### WORK TO COMPLETE
Beginning at the line containing "Annotation task: mark the person", restate each line of the listing below word for word until the last one has been given.

### SOURCE DATA
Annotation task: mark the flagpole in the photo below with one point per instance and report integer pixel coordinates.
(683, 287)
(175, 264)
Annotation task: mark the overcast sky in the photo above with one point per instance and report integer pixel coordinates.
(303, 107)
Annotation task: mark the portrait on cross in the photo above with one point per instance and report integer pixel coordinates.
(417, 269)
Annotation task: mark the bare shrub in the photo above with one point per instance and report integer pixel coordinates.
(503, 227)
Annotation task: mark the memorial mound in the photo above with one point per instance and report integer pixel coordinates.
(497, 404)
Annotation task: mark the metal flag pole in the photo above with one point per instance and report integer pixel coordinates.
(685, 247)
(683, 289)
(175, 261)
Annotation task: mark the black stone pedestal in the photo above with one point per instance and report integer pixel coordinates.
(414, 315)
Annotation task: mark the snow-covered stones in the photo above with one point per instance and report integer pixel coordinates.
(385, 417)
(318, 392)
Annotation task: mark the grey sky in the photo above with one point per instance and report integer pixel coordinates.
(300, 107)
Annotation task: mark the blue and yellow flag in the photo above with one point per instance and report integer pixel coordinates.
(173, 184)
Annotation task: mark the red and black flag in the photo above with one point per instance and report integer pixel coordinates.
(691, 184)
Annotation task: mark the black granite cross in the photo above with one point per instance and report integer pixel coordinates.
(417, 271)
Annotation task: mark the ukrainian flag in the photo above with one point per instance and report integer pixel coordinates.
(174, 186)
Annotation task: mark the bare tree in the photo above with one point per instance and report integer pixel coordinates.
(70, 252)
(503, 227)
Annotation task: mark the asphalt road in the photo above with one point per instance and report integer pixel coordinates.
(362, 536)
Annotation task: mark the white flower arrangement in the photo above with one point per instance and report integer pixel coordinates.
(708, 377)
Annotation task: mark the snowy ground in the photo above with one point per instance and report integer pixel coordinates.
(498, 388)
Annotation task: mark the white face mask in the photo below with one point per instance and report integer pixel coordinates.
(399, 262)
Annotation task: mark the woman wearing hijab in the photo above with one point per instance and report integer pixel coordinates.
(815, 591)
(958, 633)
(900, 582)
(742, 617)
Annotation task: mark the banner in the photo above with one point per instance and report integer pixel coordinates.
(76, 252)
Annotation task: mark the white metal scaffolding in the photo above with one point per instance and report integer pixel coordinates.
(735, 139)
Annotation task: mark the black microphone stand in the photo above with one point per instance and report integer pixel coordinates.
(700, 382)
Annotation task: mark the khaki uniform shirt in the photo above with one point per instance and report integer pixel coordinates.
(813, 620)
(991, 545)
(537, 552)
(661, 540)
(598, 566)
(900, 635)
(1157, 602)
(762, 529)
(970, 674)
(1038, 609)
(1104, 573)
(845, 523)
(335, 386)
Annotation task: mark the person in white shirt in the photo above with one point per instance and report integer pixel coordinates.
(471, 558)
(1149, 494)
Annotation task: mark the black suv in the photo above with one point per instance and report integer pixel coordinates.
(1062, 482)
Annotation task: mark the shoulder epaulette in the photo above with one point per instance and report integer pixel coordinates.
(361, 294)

### RESPONSE BELOW
Annotation task: mark the person in white shirt in the photo above with one point per instance and report integer pixel coordinates.
(471, 558)
(1149, 494)
Annotation task: mark the black suv in the photo above with one point per instance and report integer pixel coordinates.
(1062, 482)
Annotation task: mark the shoulder epaulette in the photo above with one point per instance and report integer pixel coordinates.
(361, 294)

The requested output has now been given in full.